- **Task statement**:
Collect every line in the listing below that contains the string "wall", and copy each one in full. Treat uppercase and lowercase as different.

- **Exercise material**:
──────
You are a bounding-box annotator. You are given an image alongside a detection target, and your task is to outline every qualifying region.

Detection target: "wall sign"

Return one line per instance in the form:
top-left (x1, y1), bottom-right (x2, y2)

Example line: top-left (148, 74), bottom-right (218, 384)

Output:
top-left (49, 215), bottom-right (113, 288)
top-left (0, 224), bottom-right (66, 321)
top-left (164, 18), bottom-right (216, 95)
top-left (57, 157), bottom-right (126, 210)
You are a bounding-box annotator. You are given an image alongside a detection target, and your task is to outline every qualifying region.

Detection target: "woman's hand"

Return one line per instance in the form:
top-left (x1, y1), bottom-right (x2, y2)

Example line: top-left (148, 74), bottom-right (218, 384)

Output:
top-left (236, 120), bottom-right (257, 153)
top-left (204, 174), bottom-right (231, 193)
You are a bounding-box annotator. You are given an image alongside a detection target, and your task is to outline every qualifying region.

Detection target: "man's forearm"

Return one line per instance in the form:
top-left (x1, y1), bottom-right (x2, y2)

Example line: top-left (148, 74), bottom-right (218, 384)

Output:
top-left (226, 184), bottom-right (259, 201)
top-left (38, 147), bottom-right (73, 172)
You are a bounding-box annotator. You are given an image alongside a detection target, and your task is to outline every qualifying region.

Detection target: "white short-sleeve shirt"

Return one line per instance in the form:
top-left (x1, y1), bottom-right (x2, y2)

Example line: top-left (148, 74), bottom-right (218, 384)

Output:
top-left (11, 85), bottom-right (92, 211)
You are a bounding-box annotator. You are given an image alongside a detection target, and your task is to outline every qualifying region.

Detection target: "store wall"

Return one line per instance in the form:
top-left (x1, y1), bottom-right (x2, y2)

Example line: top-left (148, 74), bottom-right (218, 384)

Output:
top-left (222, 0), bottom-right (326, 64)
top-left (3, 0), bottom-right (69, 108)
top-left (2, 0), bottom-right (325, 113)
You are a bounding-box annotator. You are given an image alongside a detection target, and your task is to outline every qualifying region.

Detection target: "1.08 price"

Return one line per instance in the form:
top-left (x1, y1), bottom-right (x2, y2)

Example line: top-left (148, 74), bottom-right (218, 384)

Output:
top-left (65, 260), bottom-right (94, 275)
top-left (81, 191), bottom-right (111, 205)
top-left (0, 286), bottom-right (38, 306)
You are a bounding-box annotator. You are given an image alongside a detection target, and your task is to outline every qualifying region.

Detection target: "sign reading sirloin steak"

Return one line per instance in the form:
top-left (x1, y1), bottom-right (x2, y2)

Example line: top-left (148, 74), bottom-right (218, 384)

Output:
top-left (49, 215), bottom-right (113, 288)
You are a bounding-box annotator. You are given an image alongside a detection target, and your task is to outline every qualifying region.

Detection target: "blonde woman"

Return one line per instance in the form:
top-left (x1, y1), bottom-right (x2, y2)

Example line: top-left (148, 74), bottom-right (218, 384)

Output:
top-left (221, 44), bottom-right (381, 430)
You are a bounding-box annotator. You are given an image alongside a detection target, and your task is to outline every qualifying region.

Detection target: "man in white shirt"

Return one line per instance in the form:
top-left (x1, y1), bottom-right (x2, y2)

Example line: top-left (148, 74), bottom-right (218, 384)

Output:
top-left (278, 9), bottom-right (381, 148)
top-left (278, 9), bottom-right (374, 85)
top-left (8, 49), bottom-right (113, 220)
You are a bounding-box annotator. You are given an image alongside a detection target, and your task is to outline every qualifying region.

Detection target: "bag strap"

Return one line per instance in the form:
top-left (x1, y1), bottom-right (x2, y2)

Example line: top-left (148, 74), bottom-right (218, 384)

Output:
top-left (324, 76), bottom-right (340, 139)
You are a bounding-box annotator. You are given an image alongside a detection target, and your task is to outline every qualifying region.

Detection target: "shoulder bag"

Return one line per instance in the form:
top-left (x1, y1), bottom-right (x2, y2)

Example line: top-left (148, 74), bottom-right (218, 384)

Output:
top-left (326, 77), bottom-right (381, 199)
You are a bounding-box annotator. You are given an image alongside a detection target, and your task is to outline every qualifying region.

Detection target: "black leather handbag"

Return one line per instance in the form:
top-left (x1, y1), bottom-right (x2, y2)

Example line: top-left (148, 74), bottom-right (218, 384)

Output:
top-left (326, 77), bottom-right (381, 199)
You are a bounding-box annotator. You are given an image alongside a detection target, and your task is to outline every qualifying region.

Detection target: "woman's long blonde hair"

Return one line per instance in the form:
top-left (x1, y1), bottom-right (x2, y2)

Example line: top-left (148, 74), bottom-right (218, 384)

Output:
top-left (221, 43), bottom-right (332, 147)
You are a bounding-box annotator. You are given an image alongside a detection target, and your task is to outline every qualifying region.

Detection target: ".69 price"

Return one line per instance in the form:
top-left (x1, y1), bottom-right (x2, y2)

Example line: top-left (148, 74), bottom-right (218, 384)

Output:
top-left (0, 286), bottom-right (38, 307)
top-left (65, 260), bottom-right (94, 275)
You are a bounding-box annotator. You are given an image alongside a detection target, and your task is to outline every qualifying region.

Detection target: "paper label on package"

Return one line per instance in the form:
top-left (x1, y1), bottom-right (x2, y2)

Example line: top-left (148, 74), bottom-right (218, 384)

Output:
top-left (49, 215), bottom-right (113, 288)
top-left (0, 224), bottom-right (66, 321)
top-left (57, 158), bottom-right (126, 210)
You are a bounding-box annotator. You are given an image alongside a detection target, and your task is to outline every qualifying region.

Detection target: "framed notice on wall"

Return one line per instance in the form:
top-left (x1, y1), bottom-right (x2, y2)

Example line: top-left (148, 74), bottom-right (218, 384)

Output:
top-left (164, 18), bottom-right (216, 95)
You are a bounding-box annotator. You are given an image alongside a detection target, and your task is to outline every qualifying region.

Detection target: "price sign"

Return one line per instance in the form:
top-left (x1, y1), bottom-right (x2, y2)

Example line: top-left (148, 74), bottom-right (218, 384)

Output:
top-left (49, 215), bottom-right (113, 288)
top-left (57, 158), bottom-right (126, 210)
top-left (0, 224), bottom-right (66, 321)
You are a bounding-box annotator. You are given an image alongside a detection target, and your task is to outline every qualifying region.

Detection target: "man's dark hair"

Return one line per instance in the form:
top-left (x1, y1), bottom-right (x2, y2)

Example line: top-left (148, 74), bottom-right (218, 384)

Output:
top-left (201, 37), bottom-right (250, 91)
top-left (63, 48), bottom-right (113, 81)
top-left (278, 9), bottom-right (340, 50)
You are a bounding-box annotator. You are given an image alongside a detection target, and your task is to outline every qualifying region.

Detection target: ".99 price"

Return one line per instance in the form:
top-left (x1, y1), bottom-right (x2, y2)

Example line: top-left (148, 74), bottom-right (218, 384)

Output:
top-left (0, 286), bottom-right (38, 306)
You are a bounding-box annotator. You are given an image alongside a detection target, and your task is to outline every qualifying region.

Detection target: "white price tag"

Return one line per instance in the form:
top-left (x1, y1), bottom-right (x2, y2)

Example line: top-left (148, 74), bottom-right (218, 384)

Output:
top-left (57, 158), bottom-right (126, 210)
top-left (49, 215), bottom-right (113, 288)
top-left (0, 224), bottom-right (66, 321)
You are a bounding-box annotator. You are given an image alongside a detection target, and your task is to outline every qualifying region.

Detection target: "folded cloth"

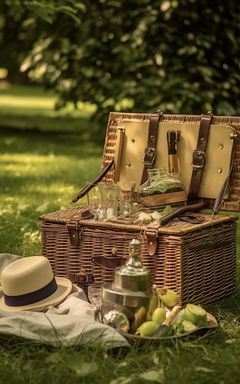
──────
- **Solved problem**:
Detection target: "wall sign"
Detection target: "store wall"
Detection target: "framed notice on wall"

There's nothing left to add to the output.